--- start Material for this exercise ---
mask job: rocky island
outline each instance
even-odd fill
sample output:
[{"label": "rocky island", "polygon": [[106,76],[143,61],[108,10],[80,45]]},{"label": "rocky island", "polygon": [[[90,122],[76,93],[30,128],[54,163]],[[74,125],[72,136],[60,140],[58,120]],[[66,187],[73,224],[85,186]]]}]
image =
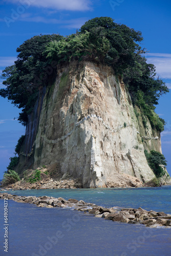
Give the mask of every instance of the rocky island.
[{"label": "rocky island", "polygon": [[35,36],[17,48],[7,89],[0,91],[23,108],[19,120],[26,129],[8,169],[23,178],[27,170],[53,166],[55,184],[49,179],[49,186],[35,188],[61,187],[67,177],[77,182],[70,188],[137,187],[156,178],[166,184],[165,123],[154,105],[168,89],[142,56],[142,40],[139,31],[101,17],[69,37]]}]

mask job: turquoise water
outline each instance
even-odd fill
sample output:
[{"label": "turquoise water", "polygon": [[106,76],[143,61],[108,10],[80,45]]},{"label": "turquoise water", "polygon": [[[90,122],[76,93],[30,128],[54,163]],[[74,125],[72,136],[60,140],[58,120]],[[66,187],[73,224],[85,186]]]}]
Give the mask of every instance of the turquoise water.
[{"label": "turquoise water", "polygon": [[[12,191],[18,195],[75,198],[106,207],[141,207],[171,214],[171,187]],[[1,216],[3,200],[0,200]],[[9,256],[171,255],[171,229],[105,221],[70,209],[9,203]],[[1,221],[1,227],[3,225]],[[0,232],[0,255],[3,252]]]}]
--- end Material for this exercise ---
What this task involves —
Which lines in the entries above contain the string "mask", with case counting? Pick out each such line and copy it in full.

Result of this task —
mask job: rocky island
Give the mask of every instance of the rocky island.
mask job: turquoise water
Give the mask of every instance of the turquoise water.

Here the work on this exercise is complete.